» **WHAT YOU SHOULD DO**
Copying nothing before it, reproduce the line that holds "For full credit, report the precise bounding box of the dark" and every line after it in the data, exactly.
----------------------------------------
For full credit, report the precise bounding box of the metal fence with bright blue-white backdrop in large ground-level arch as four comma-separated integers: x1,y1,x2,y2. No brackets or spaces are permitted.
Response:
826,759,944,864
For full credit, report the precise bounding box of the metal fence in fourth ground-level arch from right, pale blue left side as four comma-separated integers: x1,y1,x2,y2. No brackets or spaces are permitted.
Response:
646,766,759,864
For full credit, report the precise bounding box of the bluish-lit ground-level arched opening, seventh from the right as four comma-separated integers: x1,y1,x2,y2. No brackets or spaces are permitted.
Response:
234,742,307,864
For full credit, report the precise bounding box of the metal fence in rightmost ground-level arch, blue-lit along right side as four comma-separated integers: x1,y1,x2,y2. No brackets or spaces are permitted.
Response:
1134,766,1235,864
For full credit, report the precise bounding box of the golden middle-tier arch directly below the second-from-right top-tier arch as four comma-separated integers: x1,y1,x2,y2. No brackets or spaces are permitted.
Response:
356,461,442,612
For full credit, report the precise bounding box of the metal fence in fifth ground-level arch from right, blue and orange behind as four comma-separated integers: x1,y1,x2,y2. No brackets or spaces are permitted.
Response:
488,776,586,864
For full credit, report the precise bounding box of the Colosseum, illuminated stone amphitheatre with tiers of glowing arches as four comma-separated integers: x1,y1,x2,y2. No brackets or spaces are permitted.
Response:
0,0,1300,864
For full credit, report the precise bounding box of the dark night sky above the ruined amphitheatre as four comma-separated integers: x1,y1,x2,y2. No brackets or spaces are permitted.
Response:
----------------------------------------
» **WRITTEN RESPONSE**
For full credit, report the precise bounding box of the dark night sky above the ruined amphitheatre as four comma-separated integers: x1,y1,x2,y2. No brackets or spaces are permitted.
Response:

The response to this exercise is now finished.